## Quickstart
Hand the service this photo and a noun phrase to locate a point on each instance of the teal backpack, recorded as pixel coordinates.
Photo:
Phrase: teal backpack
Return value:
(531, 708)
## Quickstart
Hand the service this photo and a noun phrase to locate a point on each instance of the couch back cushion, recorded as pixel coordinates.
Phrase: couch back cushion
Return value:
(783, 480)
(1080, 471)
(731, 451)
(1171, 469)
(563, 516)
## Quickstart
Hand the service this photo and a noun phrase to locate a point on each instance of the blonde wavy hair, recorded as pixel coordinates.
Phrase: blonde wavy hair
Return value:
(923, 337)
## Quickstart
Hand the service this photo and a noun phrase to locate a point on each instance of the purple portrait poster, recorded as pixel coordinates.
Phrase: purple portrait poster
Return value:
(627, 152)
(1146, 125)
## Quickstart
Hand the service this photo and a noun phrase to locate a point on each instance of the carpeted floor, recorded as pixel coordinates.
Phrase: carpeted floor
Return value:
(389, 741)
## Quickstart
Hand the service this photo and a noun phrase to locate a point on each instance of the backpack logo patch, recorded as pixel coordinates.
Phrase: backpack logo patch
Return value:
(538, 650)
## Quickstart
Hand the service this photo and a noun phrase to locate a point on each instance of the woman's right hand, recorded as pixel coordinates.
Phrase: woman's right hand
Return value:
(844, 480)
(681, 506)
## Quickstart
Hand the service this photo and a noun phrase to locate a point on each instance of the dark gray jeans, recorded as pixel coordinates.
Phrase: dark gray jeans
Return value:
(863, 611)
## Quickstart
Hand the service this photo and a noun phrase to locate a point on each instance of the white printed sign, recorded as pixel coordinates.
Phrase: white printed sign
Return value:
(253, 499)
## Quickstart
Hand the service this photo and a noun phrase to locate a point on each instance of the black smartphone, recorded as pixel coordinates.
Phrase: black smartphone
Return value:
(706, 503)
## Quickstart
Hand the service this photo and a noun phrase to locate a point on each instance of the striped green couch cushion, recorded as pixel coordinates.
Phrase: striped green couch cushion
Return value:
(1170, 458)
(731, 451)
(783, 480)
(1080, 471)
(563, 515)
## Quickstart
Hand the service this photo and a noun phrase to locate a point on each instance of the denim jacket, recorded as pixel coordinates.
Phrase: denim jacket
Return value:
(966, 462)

### WHAT IS EXPECTED
Output the records above, each one exactly, with none left out.

### RESULT OF THIS EXERCISE
## Quickstart
Hand the service this photo and a noun phrase to locate a point on each instance of the teal backpack, recorded as pixel coordinates.
Photo:
Phrase: teal backpack
Return value:
(531, 708)
## Quickstart
Hand the service this photo and a noun phrase to locate a point on each instance of the couch back cushion, recorded as pixel coordinates.
Phrase: couch back cushion
Return value:
(783, 480)
(1080, 471)
(731, 451)
(1171, 469)
(563, 516)
## Quickstart
Hand the service this photo and a noun phrase to locate a point on each instance of the blonde wavy hair, recorded as pixel coordinates.
Phrase: blonde wavy hair
Return value:
(923, 337)
## Quickstart
Hand the service this photo and a noun phrase to locate a point on each instance of the purple portrait poster, recorded as pixel coordinates.
Phrase: purple portrait poster
Return value:
(627, 152)
(1146, 125)
## Quickstart
Hand the service this photo and a noun phrase to locate a point on each instance of the carpeted floor, recorded as pixel coordinates.
Phrase: carpeted floor
Return value:
(389, 741)
## Quickstart
Hand the service this photo and a noun phrase to locate a point on each instance of the backpack logo patch, recorded as pixel coordinates.
Phrase: backpack logo patch
Return value:
(538, 650)
## Quickstart
Hand the service this photo and a noun phrase to locate a point on each instance of the woman's right hand, recorded as pixel coordinates.
Phrase: woman's right hand
Return value:
(844, 480)
(681, 506)
## Quickstart
Hand the service this photo and a noun phrase to locate a point on each instance of the dark gray jeans, recorded as pixel coordinates.
Phrase: dark gray jeans
Return value:
(863, 611)
## Quickstart
Hand the service this photo and a noun phrase to locate a point on each instance of the white printed sign, recorded as pixel coordinates.
Phrase: white printed sign
Return value:
(253, 499)
## Quickstart
Hand the service this photo and a noun phrase to locate a point on each instance of the black smartphone, recorded as pixel coordinates.
Phrase: black smartphone
Return value:
(706, 503)
## Quickstart
Hand the service this photo and a noun phrase to locate a point on each instance of the striped green couch cushion, recorded as pixel coordinates.
Phrase: striped green couch cushion
Return value:
(1170, 458)
(731, 451)
(783, 480)
(1080, 471)
(563, 515)
## Quickstart
Hand the service this photo and a noun phrase to locate a point on each instance of the denim jacket, recorded as pixel coordinates.
Phrase: denim jacket
Return value:
(966, 462)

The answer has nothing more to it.